** Entries shown follows **
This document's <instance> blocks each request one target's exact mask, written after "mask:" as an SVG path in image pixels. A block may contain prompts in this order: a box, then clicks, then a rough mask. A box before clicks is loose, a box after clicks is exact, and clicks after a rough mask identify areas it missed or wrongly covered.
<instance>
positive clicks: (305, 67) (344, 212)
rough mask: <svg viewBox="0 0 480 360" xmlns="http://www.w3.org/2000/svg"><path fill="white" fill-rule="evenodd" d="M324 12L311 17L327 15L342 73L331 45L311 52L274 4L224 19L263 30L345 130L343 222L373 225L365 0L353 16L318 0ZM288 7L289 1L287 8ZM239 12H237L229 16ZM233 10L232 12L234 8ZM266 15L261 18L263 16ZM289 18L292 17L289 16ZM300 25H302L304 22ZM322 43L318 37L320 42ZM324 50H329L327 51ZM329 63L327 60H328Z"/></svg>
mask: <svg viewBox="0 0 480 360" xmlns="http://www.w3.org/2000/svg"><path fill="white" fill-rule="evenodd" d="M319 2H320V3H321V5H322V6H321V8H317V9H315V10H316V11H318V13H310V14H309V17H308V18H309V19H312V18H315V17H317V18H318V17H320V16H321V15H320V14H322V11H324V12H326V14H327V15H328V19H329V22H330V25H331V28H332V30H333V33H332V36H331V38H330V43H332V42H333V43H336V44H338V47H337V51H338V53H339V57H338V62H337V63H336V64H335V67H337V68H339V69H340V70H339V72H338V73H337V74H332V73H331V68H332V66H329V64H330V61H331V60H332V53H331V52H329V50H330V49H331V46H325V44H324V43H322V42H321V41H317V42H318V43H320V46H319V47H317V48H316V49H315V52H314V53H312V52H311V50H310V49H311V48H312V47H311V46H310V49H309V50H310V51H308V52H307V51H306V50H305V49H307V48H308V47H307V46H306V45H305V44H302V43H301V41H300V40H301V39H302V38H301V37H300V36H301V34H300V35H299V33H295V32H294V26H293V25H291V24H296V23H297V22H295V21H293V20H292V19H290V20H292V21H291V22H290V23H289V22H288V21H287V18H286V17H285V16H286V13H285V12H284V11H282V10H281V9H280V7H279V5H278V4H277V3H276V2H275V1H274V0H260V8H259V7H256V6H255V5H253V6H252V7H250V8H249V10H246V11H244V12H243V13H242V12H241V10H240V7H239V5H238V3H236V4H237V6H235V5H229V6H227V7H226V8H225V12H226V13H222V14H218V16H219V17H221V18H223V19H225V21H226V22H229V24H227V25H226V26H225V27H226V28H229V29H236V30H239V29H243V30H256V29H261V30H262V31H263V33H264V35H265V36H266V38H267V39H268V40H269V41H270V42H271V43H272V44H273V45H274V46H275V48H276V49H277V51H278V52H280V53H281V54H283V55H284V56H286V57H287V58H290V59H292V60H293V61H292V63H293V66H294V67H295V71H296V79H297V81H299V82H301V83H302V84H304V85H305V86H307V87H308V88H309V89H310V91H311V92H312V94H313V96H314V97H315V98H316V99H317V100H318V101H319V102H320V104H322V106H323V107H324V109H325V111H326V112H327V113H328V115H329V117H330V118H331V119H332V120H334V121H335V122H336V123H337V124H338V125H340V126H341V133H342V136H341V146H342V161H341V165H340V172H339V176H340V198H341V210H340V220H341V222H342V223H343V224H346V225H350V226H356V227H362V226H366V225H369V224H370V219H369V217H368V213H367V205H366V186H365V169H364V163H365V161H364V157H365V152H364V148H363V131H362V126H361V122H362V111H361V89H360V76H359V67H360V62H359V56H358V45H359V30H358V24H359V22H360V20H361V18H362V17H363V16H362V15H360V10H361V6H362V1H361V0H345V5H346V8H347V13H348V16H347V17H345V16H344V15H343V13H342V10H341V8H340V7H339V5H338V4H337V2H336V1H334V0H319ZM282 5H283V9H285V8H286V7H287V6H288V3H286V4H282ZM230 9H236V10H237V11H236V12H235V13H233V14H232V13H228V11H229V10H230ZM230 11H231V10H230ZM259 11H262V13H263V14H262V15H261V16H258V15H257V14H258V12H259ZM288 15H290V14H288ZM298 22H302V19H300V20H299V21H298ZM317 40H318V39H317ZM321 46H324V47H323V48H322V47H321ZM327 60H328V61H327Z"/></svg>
** End of Entries shown **
> What the exercise asks
Every record above is to be given again precisely.

> Completed exercise
This document's <instance> blocks each request one target's exact mask, written after "mask:" as an SVG path in image pixels. A block may contain prompts in this order: a box, then clicks, then a rough mask. A box before clicks is loose, a box after clicks is exact, and clicks after a rough mask identify areas it missed or wrongly covered.
<instance>
positive clicks: (305, 67) (344, 212)
rough mask: <svg viewBox="0 0 480 360" xmlns="http://www.w3.org/2000/svg"><path fill="white" fill-rule="evenodd" d="M324 12L311 17L327 15L342 73L331 45L311 52L274 4L224 19L263 30L345 130L343 222L373 225L365 0L353 16L318 0ZM288 7L289 1L287 8ZM239 12H237L229 16ZM233 10L232 12L234 8ZM266 15L261 18L263 16ZM289 18L292 17L289 16ZM300 25H302L304 22ZM322 43L318 37L320 42ZM324 50H329L327 51ZM329 63L327 60H328Z"/></svg>
mask: <svg viewBox="0 0 480 360" xmlns="http://www.w3.org/2000/svg"><path fill="white" fill-rule="evenodd" d="M319 2H320V3H321V5H322V6H321V8H317V9H315V10H316V11H318V13H310V14H309V17H308V18H309V19H312V18H315V17H317V18H318V17H320V16H321V15H320V14H322V11H324V12H326V14H327V15H328V19H329V22H330V25H331V28H332V30H333V33H332V36H331V38H330V43H332V42H333V43H336V44H338V47H337V51H338V53H339V57H338V62H337V63H336V64H335V67H337V68H339V69H340V70H339V72H338V73H337V74H332V73H331V68H332V66H329V64H330V61H331V60H332V53H331V52H329V50H330V49H331V46H325V44H324V43H322V42H321V41H317V42H318V43H320V46H319V47H317V48H316V49H315V52H314V53H312V52H311V50H310V49H311V48H312V47H311V46H310V49H309V50H310V51H308V52H307V51H306V50H305V49H307V48H308V47H307V46H306V45H305V44H302V43H301V41H300V40H301V39H302V38H301V37H300V36H301V34H300V35H299V33H295V32H294V26H293V25H291V24H296V23H297V22H295V21H293V20H292V19H290V20H292V21H291V22H290V23H289V22H288V21H287V18H286V17H285V16H286V13H285V12H284V11H282V10H281V9H280V7H279V5H278V4H277V3H276V2H275V1H274V0H260V8H259V7H256V6H255V5H253V6H252V7H250V8H249V10H246V11H244V12H243V13H242V12H241V10H240V7H239V5H238V3H236V4H237V6H235V5H229V6H227V7H226V8H225V12H226V13H222V14H218V16H219V17H221V18H223V19H225V21H226V22H229V24H227V25H226V26H225V27H226V28H229V29H236V30H239V29H243V30H256V29H261V30H262V31H263V33H264V35H265V36H266V38H267V39H268V40H269V41H270V42H271V43H272V44H273V45H274V46H275V48H276V49H277V51H278V52H280V53H281V54H283V55H284V56H286V57H287V58H290V59H292V60H293V61H292V63H293V66H294V67H295V71H296V79H297V81H299V82H301V83H302V84H304V85H305V86H307V87H308V88H309V89H310V91H311V92H312V94H313V96H314V97H315V98H316V99H317V100H318V101H319V102H320V104H322V106H323V107H324V109H325V111H326V112H327V113H328V115H329V117H330V118H331V119H332V120H334V121H335V122H336V123H337V124H338V125H340V126H341V133H342V136H341V146H342V161H341V165H340V172H339V176H340V198H341V210H340V220H341V222H342V223H343V224H346V225H350V226H356V227H362V226H366V225H369V224H370V219H369V217H368V213H367V205H366V186H365V169H364V163H365V161H364V157H365V152H364V148H363V131H362V126H361V122H362V111H361V89H360V76H359V67H360V62H359V56H358V45H359V30H358V24H359V22H360V20H361V18H362V17H363V16H362V15H360V10H361V6H362V1H361V0H345V5H346V8H347V13H348V16H347V17H345V16H344V15H343V13H342V10H341V8H340V7H339V5H338V4H337V2H336V1H334V0H319ZM282 5H283V9H285V8H286V7H287V6H288V3H286V4H282ZM230 9H236V10H237V11H236V12H235V13H233V14H232V13H228V11H229V10H230ZM230 11H231V10H230ZM259 11H262V13H263V14H262V15H261V16H258V15H257V14H258V12H259ZM288 15H290V14H288ZM298 22H302V19H300V20H299V21H298ZM317 40H318V39H317ZM321 46H324V47H323V48H322V47H321ZM327 60H328V61H327Z"/></svg>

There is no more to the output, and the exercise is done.